======== Data ========

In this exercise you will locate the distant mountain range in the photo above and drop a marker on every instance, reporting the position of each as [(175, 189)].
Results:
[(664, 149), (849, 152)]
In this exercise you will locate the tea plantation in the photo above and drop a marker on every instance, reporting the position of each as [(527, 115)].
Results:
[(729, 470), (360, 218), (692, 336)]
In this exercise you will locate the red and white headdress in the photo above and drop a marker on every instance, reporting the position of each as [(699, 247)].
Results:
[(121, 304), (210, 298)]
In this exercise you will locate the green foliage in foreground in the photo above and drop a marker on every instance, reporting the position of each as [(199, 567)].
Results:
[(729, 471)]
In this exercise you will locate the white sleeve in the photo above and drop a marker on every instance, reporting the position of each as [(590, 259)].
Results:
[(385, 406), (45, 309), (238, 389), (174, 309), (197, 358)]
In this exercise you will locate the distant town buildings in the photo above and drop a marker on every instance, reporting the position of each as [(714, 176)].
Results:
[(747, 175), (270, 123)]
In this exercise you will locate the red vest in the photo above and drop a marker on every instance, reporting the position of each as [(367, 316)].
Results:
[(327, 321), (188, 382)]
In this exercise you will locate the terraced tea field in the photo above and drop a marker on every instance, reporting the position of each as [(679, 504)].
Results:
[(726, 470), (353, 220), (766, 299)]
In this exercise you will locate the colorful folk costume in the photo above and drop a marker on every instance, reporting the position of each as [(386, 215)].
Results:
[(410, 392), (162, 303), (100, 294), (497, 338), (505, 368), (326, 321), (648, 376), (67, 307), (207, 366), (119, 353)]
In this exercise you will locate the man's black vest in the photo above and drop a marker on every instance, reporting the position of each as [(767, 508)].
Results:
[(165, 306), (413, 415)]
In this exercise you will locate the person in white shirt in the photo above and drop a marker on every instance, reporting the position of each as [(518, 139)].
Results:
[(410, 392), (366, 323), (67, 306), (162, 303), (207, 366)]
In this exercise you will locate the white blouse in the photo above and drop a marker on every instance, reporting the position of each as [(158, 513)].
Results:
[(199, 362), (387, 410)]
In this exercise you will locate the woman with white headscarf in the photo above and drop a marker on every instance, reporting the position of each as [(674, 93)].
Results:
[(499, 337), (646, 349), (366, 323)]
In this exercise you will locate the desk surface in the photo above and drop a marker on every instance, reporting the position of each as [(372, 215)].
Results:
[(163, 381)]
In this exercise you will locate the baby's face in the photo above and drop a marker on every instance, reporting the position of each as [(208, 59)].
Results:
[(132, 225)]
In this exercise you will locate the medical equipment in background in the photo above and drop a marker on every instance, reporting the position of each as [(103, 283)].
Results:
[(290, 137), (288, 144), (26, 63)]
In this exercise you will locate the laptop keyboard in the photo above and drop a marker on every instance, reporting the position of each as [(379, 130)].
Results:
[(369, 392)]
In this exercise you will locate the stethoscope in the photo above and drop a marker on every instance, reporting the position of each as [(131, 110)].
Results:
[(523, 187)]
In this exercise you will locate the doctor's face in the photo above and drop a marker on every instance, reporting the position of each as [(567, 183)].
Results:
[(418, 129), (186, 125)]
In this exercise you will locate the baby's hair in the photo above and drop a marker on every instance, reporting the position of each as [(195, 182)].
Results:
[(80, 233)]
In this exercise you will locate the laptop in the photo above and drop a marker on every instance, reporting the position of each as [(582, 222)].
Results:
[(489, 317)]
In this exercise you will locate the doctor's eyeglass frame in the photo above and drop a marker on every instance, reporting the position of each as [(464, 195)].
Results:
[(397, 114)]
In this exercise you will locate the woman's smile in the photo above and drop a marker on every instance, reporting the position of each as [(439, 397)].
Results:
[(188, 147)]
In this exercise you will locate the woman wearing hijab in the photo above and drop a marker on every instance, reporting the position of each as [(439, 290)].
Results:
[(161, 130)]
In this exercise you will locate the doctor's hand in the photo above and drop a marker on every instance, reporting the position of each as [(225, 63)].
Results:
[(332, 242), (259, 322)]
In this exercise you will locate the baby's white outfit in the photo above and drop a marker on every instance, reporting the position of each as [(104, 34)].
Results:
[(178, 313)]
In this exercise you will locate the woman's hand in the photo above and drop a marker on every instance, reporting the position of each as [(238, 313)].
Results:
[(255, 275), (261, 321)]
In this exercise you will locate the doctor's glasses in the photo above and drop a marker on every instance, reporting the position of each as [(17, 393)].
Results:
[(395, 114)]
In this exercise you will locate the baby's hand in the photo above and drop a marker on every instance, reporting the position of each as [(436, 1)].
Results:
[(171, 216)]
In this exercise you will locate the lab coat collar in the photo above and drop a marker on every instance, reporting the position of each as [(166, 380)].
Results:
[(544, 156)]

========

Required work =>
Rewrite the entries above, replacing "drop a marker" with "place a pin" each time it appears and leaving everything else the same.

Result =>
In this exercise you will locate the distant mountain range in the photo above and place a pin on every instance, reporting the position of each as [(175, 189)].
Results:
[(664, 149), (849, 152)]
In this exercise you will locate the tea plantation in the photo above and place a pin on every instance, reporting the position of each as [(527, 115)].
Results:
[(729, 470), (360, 218), (692, 336)]
In this exercise you will locate the red and white headdress in the photo above and place a pin on every instance, reporting the position of each as [(699, 247)].
Results:
[(121, 304), (210, 298)]
In this exercise you will locate the green foliage in foreground in the photo above and place a pin on every instance, reporting the position of each as [(199, 567)].
Results:
[(729, 471)]
In this exercise you will locate the white sleeve in the photo above and place a pin on every instance, reporting the position of each as [(590, 259)].
Results:
[(385, 406), (45, 309), (238, 389), (174, 309), (197, 358)]
In this exercise you will locate the distant town buildings in the photo above and place a pin on every instance, reporting the position of each as [(714, 176)].
Results:
[(747, 175), (270, 123)]
In this exercise you will locate the red vest in the photo above and place a pin on every instance, reporting the position of each as [(367, 316)].
Results:
[(327, 321), (188, 382)]
In this exercise you will locate the terraced tea field in the photo above and place a pin on every instance, reporting the position of each as [(679, 504)].
Results:
[(726, 470), (353, 220), (766, 299)]
In this exercise you will locate the colorful folk costume in the photo above and place a pin on every instance, reporting the position of each as [(386, 215)].
Results:
[(410, 392), (162, 303), (100, 294), (497, 338), (505, 368), (326, 321), (648, 376), (67, 307), (207, 366), (119, 353)]
In this exercise you will locate the man's black vest in the photo above and place a pin on every instance, reporting the position of each as [(767, 508)].
Results:
[(165, 306), (413, 415)]
In this exercise you will locate the person in white shirt in the photo above and place a pin on every instance, reporting the position of each as [(518, 139)].
Results:
[(410, 392), (366, 323), (67, 306), (162, 303), (207, 366)]
In this exercise you will locate the white blouse in the photo above and place a pin on every instance, reporting the position of each as [(158, 513)].
Results:
[(199, 362), (387, 410)]
In this exercise you will locate the woman with white headscarf in the photo above and place a pin on every instance, reporting the position of each as [(674, 93)].
Results:
[(499, 337), (646, 349), (366, 323)]
In this exercise you will locate the desk surface in the photo above and place a pin on every instance, reporting the position of each as [(372, 215)].
Results:
[(163, 381)]
In this exercise you will locate the baby's face in the photo above and place a pin on every instance, reporting the position of each as [(208, 59)].
Results:
[(132, 225)]
In this exercise you will locate the medical equipment in background in the photo above and place a pin on every instance, reporting the position of each as [(103, 283)].
Results:
[(290, 137), (288, 144), (26, 63)]
In this exercise you will locate the laptop keyboard in the photo above and place a pin on every instance, reporting the position of each as [(379, 130)].
Results:
[(369, 392)]
In this exercise you will locate the stethoscope in the photo above and place a pin on every instance, reporting the position of each as [(131, 110)].
Results:
[(523, 187)]
In this exercise you will locate the doctor's face in the photo above and place a pin on every instance, reporting the position of each as [(567, 183)].
Results:
[(418, 129), (186, 125)]
In this exercise you will locate the baby's hair in the photo above and place a pin on every instance, reporting the position of each as [(195, 182)].
Results:
[(80, 233)]
In this exercise you will locate the laptop in the photo above and place a pin on every instance, reporting the position of each as [(582, 222)].
Results:
[(489, 317)]
In this exercise you will locate the doctor's eyeglass frame in the photo above and place a pin on every instance, reporting the position of each as [(464, 195)].
Results:
[(397, 114)]
In this exercise you will locate the woman's smile in the photo above and place a pin on every instance, reporting the position of each as [(439, 397)].
Results:
[(188, 147)]
In this exercise you will locate the woman wearing hijab in the photo above and place a pin on every instance, reporting the position of each as [(439, 290)].
Results:
[(161, 130)]
In this exercise you will locate the doctor's hand in the photo above and place a pin on every instance, reporting the position of each as [(225, 63)].
Results:
[(332, 242), (259, 322)]
In this exercise you will locate the baby's white outfit in the photo above and place a pin on every instance, reporting the position of each as [(104, 34)].
Results:
[(178, 313)]
In this exercise you will locate the woman's hand in the photo above and place a pin on every instance, reporting the position of each as [(238, 313)].
Results:
[(255, 275), (261, 321)]
In this exercise you will locate the doctor's glasses in the photo above and place a pin on every instance, reporting the position of each as [(17, 393)].
Results:
[(395, 114)]
In this exercise you will locate the baby's hand in the photo above and place a pin on every instance, reporting the position of each as [(436, 1)].
Results:
[(171, 216)]
In this exercise you will locate the lab coat collar in the photo above and place a pin on every instance, reporting the position of each as [(166, 380)].
Results:
[(544, 156)]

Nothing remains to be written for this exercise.